### DATA TO USE
++++++++++
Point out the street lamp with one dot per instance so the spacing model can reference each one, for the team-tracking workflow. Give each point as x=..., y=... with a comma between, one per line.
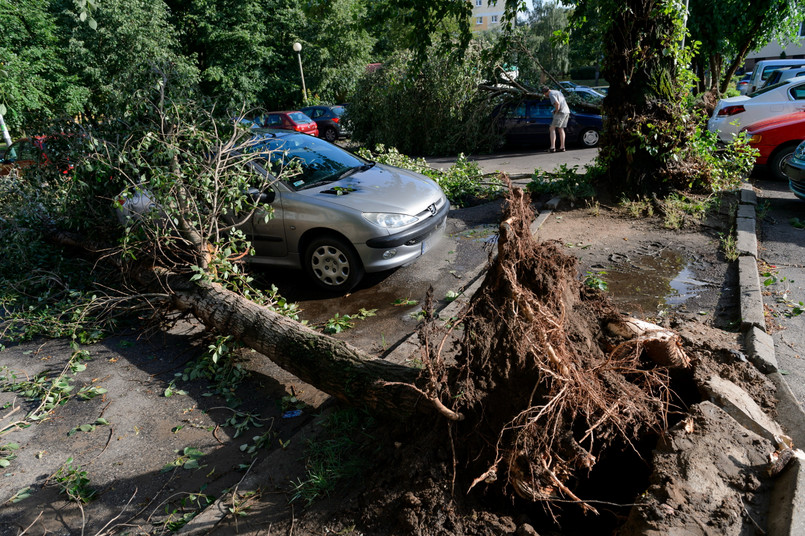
++++++++++
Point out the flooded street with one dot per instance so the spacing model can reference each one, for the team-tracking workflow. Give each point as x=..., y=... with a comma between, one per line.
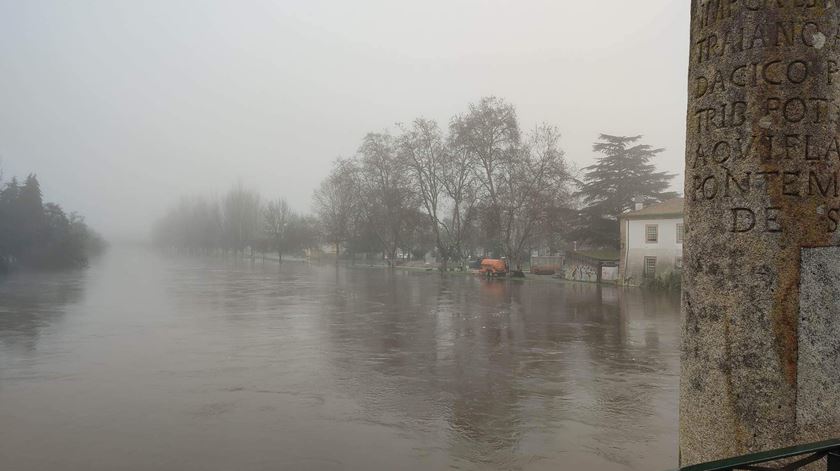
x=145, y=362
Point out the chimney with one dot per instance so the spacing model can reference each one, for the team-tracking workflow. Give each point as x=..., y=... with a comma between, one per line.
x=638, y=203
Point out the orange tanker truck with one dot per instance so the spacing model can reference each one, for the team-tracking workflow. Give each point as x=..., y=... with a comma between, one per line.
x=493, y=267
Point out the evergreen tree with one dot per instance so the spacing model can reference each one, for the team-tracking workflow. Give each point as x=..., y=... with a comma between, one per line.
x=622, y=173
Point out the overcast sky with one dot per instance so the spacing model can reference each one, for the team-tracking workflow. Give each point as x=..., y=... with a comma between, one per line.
++++++++++
Render the lines as a Markdown table with the columns Number and Text, beginning at the line that has "Point out the orange" and stopping after the line that has "x=493, y=267". Put each line's position in Number and its wording in Text, and leave out any blank lines.

### COMPLETED TASK
| Number | Text |
|---|---|
| 1 | Point out the orange tanker truck with one dot per instance so the spacing model can reference each one, for the team-tracking workflow. Give each point as x=..., y=... with a comma between, one per line. |
| 2 | x=493, y=267 |